### Texto del documento ###

El sábado pasado me vestí de largo para pedalear sobre la Bicipalo, cubrí mis piernas con las mallas decoradas, teñidas de marrón, con líneas negras sinuosas, con algunos trazos de ocres y con algunas huellas de cuadrúpedos impresas sobre la lycra…, sentí esos primeros escalofríos y me subí el pasamontañas hasta la nariz, rodé sobre las pistas de tierra, aún sin escarchas, remonté la llamada Prueba del Hombre o Portixol, sentí el ambiente fresco cortando mi garganta al forzar la respiración y unas pedaladas después aspiré el aroma del fuego primigenio.

El humo se asomaba mansamente desde las chimeneas de las casitas levantadas bajo los farallones…, como siempre, pude imaginar las ramitas de pino crepitando en los hogares, a las piñas crujiendo y a los ojos de un desconocido, de una desconocida, de un anciano o de una niña, de una mujer madura y arremangada pese al fresco de estas umbrías de la Calderona… a esos ojos absortos y fijos durante unos instantes, sobre esas llamas danzantes o sobre las ascuas, sobre los carbones rojizos, sobre el fuego que se reflejó por primera vez hace mas de 1.400.000 de años…, en las pupilas de Homo ergaster, de erectus…, esos ancestros nuestros que salieron de África para poblar Oriente Medio y Asia.

###

* **Problema propuesto**: Sigue el relato del paseo en bicicleta por la Calderona a partir de su última frase, la que acaba en «para poblar Oriente Medio y Asia».

### Listado de datos ###

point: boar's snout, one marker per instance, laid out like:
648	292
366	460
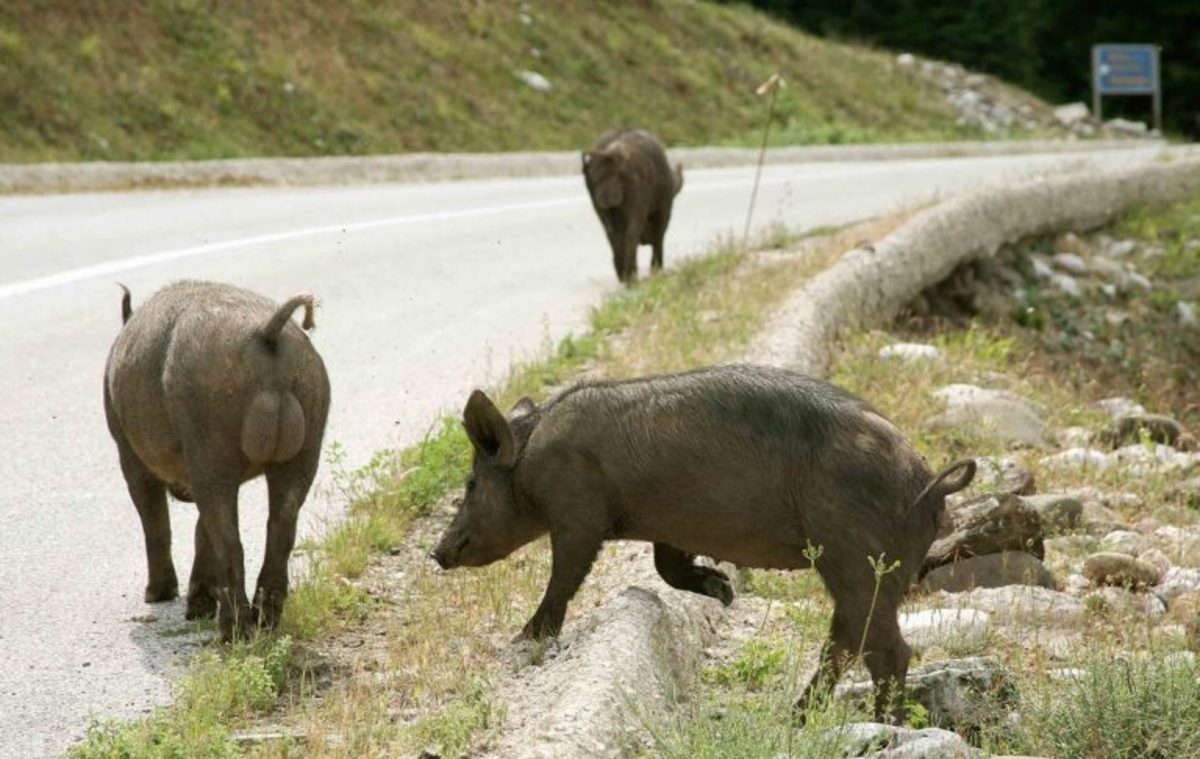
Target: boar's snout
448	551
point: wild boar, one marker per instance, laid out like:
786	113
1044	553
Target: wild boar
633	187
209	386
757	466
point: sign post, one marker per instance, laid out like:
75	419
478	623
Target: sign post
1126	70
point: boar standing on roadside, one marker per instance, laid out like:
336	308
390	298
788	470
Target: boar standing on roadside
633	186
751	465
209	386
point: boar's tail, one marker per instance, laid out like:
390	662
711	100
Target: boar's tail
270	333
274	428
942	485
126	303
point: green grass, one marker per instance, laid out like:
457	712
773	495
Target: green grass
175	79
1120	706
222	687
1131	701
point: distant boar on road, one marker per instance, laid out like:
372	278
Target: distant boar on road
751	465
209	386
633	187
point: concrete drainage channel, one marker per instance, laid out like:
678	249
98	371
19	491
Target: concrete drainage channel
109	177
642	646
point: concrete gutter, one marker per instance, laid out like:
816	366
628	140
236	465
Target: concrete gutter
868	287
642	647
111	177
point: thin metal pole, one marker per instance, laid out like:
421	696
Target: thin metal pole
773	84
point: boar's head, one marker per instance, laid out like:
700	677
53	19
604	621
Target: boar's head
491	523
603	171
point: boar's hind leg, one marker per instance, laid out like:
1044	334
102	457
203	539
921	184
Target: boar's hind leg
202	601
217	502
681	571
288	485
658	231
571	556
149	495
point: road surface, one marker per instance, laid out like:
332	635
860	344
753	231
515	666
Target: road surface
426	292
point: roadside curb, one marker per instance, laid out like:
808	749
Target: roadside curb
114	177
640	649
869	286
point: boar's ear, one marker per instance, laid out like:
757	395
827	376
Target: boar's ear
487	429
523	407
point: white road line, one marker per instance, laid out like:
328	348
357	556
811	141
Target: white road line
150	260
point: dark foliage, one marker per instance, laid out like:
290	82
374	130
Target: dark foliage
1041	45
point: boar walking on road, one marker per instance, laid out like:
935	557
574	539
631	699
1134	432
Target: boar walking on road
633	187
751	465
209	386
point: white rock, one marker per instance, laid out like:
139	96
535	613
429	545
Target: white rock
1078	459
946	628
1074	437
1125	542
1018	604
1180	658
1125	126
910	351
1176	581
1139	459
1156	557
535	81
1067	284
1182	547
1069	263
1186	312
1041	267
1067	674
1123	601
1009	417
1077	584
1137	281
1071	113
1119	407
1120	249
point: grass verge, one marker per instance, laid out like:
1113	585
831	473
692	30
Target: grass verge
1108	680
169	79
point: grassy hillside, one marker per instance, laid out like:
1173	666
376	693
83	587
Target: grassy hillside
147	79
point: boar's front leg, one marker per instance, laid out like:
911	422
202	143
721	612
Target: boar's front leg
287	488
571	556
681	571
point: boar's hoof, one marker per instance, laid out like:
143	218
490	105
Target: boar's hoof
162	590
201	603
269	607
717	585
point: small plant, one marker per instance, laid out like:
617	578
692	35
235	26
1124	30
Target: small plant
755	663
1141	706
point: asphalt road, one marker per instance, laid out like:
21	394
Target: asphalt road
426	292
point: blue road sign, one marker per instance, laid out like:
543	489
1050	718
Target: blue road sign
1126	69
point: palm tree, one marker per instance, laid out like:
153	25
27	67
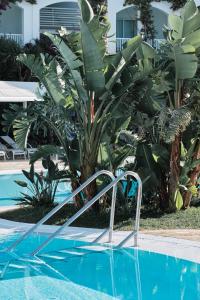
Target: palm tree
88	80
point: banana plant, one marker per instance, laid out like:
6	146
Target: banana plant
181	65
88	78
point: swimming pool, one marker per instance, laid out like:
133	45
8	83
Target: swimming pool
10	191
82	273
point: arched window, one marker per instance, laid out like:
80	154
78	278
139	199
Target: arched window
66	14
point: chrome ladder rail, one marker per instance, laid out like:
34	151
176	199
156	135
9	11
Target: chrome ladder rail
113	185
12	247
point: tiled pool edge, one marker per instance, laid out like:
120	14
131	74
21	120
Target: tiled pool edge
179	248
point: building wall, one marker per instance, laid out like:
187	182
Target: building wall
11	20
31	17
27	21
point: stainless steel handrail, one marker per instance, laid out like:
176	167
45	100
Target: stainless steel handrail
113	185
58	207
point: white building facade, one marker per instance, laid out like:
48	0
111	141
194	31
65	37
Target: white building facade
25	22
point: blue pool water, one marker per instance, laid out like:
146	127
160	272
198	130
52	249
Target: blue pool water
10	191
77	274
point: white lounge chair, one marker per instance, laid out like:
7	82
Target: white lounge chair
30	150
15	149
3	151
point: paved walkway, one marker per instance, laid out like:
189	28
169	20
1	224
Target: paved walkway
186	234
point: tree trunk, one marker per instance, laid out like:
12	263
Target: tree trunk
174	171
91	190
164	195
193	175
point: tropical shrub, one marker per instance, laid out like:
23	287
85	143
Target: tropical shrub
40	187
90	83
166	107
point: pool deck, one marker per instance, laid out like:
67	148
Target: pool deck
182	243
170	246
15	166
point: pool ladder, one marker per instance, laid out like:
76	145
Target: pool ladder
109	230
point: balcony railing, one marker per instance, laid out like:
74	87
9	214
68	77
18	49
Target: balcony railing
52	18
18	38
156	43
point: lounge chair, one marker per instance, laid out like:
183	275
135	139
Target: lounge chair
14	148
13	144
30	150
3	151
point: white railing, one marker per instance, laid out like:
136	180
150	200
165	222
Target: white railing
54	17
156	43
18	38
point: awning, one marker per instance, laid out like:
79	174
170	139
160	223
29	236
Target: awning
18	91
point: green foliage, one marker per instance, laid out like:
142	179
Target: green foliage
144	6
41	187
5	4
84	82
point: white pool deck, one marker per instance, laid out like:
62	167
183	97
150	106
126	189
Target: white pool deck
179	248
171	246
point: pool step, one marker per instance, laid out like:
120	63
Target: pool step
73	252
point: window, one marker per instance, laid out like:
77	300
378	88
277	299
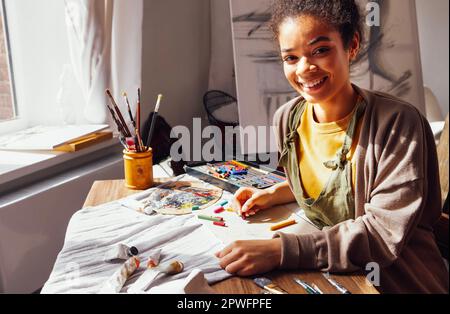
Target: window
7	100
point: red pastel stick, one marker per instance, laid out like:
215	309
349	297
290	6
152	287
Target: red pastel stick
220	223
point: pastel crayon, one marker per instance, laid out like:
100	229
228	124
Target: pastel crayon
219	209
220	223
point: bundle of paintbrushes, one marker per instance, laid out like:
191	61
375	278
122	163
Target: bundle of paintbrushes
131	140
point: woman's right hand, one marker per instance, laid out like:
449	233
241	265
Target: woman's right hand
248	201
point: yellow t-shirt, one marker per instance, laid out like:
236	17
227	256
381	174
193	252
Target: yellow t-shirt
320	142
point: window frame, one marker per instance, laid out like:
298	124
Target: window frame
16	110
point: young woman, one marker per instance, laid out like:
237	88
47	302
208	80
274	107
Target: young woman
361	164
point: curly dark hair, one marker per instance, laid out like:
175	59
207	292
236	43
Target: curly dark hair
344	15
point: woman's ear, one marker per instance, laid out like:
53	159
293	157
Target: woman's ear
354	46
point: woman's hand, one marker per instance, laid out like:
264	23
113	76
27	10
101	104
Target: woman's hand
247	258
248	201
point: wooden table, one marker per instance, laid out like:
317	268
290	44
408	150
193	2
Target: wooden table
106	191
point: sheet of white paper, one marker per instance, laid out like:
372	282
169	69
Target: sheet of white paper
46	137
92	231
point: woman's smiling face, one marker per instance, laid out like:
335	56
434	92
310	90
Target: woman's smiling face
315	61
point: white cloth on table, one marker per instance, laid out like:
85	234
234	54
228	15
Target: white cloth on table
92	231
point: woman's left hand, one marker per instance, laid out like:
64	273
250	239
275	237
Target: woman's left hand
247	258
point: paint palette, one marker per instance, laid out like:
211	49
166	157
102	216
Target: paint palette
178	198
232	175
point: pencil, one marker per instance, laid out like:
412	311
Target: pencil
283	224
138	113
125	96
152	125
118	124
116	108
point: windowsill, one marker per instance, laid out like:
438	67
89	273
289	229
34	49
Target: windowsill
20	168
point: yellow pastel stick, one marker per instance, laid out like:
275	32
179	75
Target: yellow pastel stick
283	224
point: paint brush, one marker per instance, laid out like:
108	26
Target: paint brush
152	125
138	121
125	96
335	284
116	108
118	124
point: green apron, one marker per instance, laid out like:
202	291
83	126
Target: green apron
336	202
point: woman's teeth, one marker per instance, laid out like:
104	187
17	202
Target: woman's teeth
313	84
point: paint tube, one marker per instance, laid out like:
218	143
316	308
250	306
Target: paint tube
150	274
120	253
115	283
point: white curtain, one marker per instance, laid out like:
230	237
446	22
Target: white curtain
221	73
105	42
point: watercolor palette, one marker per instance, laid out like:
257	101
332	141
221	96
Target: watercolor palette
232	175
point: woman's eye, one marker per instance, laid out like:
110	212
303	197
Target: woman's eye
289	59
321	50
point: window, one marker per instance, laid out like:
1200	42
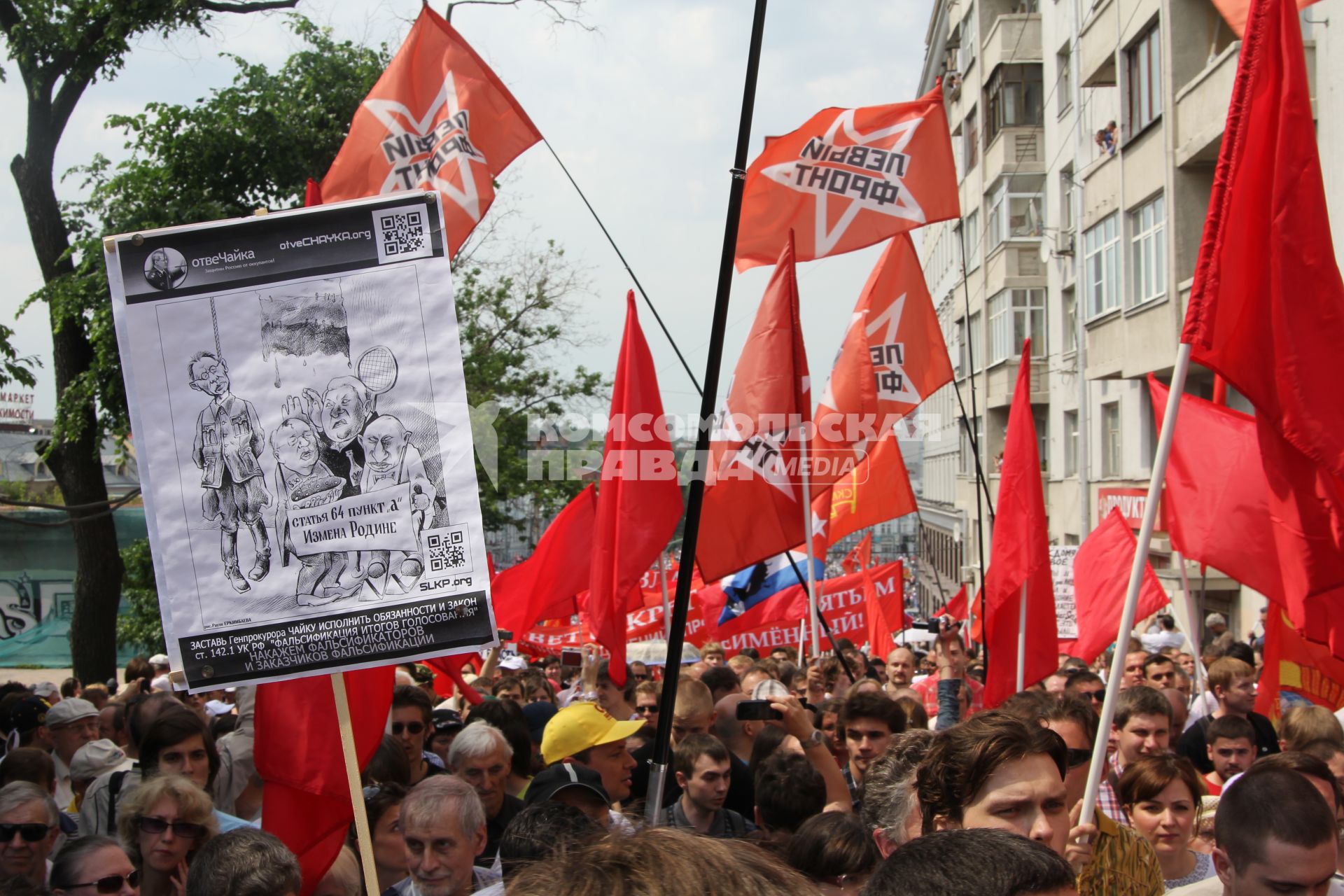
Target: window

###

* **Respuesta**:
Si pudiésemos viajar en el tiempo, si pudiésemos penetrar entre los resquicios de nuestro cerebro estoy seguro de que podríamos visualizar a aquellos humanos… y también estoy seguro de que esa visión, pese a todo imposible, nos provocaría una tempestad emocional, creo que seriamos incapaces de mantenerles la mirada, creo que los encontraríamos tan cercanos a nosotros, erguidos, caminando sobre sus piernas de manera grácil y acompasada, cortando pequeños troncos con sus hachas de mano, recolectando arbustos y manteniendo vivos esos fuegos que durante cientos de años les causaban pánico.

En algún momento crucial de nuestra Prehistoria, Homo deja de huir despavorido antes las erupciones volcánicas lejanas y es capaz de acercarse al fuego provocado por unas de esas bolas ardientes que expulsaban los volcanes o es capaz de acercarse a ese árbol carbonizado por el rayo…, se quemará gritará de dolor pero descubre que esa rama no se mueve, que no le persigue. Descubre que no es un predador, que no es una serpiente y de nuevo se acerca a la llama, vuelve a sentir su calor y vuelve a retroceder. Hasta que es capaz de sujetarla por el extremo que no arde…, esa llama que se reflejará en sus ojos cambiará el rumbo de Homo para siempre.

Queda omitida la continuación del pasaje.